Passage shown:

-*-*-

Developmental Toxicity Evaluation of 3'-Azido-3'-deoxythymidine (AZT; CAS No. 30516-87-1) and Dapsone (CAS No. 80-08-0) Administered by Gavage to Swiss Albino (CD-1®) Mice on Gestational Days 6 Through 15
Report Date: September 2004
The following abstract presents results of a study conducted by a contract laboratory for the National Toxicology Program. The findings may not have been peer reviewed and were not evaluated in accordance with the levels of evidence criteria established by NTP in March 2009. For more information, see the Explanation of Levels of Evidence for Developmental Toxicity. The findings and conclusions for this study should not be construed to represent the views of NTP or the U.S. Government.
In the present study, timed-mated Swiss albino (CD-1®) mice were dosed by gavage with AZT (0, 100, 200, or 400 mg/kg/day) and dapsone (0, 50, 100 or 200 mg/kg/day) alone or in combination on gestational days (gd) 6 through 15. The vehicle was 0.5% aqueous methylcellulose. Total daily doses were administered in two divided doses (morning and afternoon), each with a volume of 10 ml/kg body weight. The oral route corresponds to one of the commonly used routes in human patients. Dose selection was based on previous studies in which CD-1 mice were treated by gavage with AZT alone or dapsone alone or in combination from gd 6 through 15 (NTP, 1994; NTP, 2002).

-*-*-

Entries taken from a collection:
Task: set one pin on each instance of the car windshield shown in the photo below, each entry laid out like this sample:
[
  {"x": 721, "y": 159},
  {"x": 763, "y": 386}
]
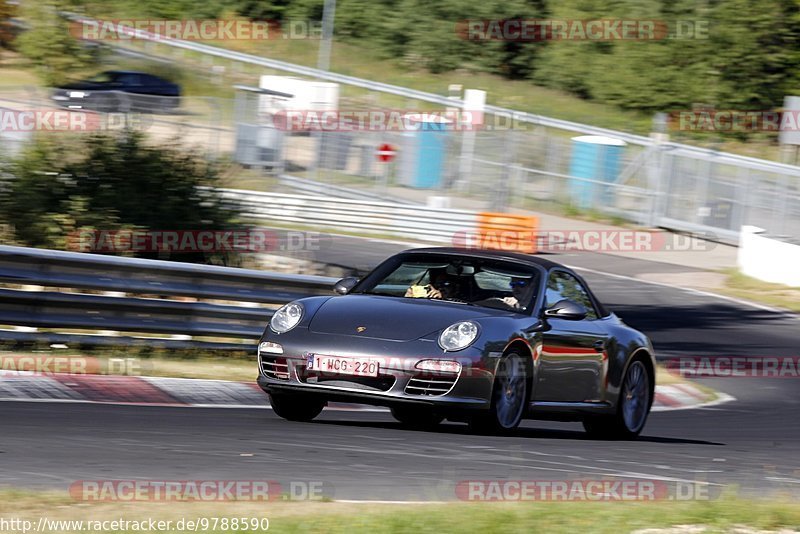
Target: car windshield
[{"x": 479, "y": 282}]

-*-*-

List of tasks:
- 1) Using the AZT and dapsone abstract, mark each statement yes or no and quote the words that decide it: (a) The vehicle used was 0.5% aqueous methylcellulose. (b) Each day's dose was given in a single administration. (c) The findings were evaluated under the levels of evidence criteria NTP set in March 2009.
- 2) Answer these from the AZT and dapsone abstract:
(a) What is the report date?
(b) What was the highest daily dose of AZT?
(c) What volume was each dose given in?
- 3) Continue the AZT and dapsone abstract from its final sentence.

Responses per task:
- 1)
(a) Yes: "The vehicle was 0.5% aqueous methylcellulose."
(b) No: "Total daily doses were administered in two divided doses (morning and afternoon)"
(c) No: "were not evaluated in accordance with the levels of evidence criteria established by NTP in March 2009"

- 2)
(a) September 2004
(b) 400 mg/kg/day
(c) 10 ml/kg body weight

- 3)
Timed-mated mice (20-21 per group) were monitored at regular intervals for clinical signs of toxicity, feed consumption, and body weight. At necropsy (gd 17), the following observations were made: clinical condition; maternal body, and gravid uterine weights; pregnancy status; and number of corpora lutea. In the gravid uterus, the numbers of prenatal deaths (resorptions and/or dead fetuses) and live fetuses were recorded. Live fetuses were weighed, sexed, and examined for morphological anomalies (external, visceral, and skeletal). The study was performed in two replicates. Thus, the experimental design was a three-way matrix: AZT (4 dose levels) x DAP (4 dose levels) x REP (2 replicates).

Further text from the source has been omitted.